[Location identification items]
++++++

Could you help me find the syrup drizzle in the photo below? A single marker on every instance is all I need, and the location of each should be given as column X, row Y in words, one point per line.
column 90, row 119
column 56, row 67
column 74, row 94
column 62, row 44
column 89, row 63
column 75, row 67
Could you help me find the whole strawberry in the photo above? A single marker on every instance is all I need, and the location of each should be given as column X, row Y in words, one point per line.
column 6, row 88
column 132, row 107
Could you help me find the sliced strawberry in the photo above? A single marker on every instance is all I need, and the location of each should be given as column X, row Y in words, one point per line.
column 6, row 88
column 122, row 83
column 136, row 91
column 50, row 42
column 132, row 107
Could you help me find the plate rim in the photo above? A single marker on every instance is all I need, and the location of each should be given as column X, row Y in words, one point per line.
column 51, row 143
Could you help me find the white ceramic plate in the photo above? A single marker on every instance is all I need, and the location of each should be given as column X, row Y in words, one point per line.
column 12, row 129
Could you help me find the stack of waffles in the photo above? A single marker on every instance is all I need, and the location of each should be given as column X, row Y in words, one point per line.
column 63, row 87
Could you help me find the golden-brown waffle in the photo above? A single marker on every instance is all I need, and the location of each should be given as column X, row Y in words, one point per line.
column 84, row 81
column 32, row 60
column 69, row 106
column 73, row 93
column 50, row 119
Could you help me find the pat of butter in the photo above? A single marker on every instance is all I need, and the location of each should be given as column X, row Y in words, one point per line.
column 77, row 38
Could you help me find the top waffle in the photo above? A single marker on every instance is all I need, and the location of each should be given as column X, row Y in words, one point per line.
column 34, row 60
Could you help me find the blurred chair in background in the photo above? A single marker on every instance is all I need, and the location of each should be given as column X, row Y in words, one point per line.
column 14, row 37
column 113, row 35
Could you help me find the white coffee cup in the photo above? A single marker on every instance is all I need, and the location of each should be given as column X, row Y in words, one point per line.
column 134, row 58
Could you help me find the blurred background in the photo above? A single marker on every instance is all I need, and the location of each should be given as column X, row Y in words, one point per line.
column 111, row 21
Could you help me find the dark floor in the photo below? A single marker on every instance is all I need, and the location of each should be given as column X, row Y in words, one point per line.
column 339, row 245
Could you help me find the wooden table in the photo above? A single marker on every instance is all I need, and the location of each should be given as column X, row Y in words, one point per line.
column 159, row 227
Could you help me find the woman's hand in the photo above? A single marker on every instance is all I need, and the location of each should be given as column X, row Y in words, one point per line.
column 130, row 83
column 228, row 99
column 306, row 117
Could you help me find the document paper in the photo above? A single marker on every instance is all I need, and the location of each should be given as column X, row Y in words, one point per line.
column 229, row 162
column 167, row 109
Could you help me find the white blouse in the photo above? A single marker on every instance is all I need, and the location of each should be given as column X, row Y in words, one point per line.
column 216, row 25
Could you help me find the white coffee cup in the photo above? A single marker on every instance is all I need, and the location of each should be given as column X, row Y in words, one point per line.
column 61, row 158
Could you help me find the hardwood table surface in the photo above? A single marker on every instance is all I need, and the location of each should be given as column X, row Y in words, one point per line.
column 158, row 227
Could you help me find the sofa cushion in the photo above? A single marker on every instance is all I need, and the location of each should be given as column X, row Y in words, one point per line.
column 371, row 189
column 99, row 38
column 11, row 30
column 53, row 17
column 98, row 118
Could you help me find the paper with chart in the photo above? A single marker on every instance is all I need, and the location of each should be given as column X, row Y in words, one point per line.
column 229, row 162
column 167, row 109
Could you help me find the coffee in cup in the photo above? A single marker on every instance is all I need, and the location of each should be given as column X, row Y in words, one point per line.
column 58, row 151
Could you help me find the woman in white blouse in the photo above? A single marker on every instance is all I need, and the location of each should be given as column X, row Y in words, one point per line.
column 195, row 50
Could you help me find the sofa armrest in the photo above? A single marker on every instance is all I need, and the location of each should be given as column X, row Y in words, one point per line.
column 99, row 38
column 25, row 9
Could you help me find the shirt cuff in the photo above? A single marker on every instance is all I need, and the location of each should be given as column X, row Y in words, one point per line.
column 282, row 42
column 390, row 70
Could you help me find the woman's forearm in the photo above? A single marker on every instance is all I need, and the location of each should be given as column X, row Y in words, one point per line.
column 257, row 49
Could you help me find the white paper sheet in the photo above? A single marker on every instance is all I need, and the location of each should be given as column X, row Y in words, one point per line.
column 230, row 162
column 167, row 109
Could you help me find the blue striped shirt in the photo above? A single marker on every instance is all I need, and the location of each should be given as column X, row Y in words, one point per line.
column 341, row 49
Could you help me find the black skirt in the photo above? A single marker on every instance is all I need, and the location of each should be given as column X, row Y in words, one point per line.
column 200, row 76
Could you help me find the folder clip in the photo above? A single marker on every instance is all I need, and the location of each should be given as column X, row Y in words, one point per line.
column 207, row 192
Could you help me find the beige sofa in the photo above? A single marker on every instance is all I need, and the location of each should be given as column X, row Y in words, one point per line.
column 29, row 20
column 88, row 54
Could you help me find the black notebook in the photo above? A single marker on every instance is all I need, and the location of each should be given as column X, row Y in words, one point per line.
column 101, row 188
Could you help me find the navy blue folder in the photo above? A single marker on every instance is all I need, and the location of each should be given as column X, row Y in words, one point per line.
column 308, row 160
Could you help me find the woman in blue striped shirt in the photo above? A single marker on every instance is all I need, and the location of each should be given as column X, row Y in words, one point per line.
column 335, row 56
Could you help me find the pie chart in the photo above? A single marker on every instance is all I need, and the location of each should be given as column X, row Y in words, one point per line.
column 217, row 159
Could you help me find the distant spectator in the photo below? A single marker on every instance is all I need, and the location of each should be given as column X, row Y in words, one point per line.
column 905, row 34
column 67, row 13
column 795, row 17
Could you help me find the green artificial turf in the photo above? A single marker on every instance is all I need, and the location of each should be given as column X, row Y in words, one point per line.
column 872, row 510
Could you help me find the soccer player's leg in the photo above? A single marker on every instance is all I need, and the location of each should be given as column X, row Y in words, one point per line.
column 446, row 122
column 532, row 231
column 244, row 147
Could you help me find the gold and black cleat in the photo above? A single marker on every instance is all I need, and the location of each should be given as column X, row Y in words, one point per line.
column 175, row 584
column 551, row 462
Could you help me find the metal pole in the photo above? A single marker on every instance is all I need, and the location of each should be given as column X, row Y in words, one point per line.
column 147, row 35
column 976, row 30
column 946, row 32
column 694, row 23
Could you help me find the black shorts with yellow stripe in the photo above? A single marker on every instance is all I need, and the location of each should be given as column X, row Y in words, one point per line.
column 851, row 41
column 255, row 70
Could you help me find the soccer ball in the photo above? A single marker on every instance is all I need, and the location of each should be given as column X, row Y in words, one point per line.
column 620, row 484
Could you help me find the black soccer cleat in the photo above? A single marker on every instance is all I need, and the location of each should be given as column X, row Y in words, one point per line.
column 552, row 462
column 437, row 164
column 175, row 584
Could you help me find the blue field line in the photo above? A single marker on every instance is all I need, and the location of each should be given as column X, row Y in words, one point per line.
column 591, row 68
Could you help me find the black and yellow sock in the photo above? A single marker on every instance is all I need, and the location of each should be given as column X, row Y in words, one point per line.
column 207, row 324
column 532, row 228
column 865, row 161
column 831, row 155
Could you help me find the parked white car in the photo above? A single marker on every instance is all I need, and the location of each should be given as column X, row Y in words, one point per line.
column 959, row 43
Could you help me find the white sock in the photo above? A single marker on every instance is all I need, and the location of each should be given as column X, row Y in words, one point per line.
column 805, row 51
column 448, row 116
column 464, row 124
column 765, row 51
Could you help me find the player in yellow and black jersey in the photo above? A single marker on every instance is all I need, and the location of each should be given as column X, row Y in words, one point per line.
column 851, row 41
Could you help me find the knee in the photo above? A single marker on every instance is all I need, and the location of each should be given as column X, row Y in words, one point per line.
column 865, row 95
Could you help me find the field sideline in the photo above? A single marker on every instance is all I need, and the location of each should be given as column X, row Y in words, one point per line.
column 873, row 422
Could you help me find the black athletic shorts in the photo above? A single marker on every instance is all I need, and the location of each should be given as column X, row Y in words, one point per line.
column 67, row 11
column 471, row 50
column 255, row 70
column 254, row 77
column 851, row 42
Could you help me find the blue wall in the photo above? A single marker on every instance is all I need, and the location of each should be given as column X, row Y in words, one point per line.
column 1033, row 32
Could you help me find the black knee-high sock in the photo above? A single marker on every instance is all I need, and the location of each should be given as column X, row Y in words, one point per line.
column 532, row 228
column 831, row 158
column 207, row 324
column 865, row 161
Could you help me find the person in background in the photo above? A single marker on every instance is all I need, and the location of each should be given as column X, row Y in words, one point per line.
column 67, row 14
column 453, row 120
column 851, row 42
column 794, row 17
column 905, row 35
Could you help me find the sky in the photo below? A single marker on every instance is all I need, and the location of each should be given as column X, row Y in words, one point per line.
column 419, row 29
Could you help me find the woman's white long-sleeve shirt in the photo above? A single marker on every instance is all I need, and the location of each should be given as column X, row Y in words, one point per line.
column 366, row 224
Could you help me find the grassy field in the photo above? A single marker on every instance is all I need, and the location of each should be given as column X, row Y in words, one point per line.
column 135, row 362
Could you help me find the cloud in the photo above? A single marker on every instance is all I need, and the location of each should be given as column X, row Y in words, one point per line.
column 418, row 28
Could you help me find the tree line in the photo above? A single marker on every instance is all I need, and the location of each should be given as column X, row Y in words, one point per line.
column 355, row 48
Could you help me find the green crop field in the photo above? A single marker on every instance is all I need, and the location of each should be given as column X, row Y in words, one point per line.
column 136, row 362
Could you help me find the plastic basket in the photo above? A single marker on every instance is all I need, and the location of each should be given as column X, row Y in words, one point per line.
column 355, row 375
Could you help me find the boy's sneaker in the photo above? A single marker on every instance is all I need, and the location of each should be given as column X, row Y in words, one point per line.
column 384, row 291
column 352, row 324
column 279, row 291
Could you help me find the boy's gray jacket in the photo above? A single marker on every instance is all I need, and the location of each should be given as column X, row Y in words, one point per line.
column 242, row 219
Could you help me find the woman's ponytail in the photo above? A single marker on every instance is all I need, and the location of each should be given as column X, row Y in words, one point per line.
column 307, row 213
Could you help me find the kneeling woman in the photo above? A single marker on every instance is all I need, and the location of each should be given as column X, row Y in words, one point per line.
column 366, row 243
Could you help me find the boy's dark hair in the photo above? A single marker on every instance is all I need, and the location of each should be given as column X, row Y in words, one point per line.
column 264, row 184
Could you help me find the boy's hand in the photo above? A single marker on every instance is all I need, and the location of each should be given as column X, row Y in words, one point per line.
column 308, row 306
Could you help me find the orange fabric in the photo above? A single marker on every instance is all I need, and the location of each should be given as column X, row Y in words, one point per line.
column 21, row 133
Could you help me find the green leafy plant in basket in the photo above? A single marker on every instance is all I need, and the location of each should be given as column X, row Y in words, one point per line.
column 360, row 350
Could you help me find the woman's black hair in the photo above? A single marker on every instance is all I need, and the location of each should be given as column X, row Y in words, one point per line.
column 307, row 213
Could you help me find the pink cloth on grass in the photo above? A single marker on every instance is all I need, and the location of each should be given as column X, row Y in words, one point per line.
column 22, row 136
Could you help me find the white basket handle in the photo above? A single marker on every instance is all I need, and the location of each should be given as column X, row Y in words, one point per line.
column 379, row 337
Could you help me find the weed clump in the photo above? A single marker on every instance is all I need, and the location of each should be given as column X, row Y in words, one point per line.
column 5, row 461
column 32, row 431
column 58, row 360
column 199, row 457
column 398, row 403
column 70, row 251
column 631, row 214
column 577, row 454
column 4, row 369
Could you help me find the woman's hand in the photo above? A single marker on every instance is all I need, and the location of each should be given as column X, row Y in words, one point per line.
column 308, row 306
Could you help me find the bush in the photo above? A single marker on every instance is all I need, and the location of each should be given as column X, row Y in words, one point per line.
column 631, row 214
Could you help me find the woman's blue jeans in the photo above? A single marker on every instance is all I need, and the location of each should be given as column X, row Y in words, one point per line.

++++++

» **Work required**
Rewrite everything from the line containing "Could you help me find the sky" down to the line containing "column 355, row 375", substituting "meadow" for "grassy field" and leaving all else unchanged.

» **Solution**
Could you help me find the sky in the photo below? A single marker on every instance is all I need, and the location of each should be given as column X, row Y in words, one point per line.
column 419, row 29
Could you help me find the woman's white long-sleeve shirt in the photo above? A single marker on every instance is all I need, and the location of each should be given as column X, row Y in words, one point per line.
column 366, row 224
Could you help me find the meadow in the photo above? A single marker on every instance is all I need, and the location of each should be given as column X, row Y in words, one point per line.
column 135, row 362
Could you help me find the cloud in the photo above? A single marker on every instance is all I need, and the location of each should be given as column X, row Y in words, one point per line.
column 418, row 28
Could you help me find the tree line in the photo above? A single marker on every instance is all I need, and the location of each should be given as column X, row Y in words, one point per line.
column 355, row 48
Could you help me find the green crop field in the photo above? A single marker on every instance is all I need, and the location of each should be given as column X, row Y in words, one point per line.
column 136, row 362
Could you help me find the plastic basket in the photo above? A single marker on every instance is all I need, and the location of each should be given as column X, row Y in words, one point per line.
column 355, row 375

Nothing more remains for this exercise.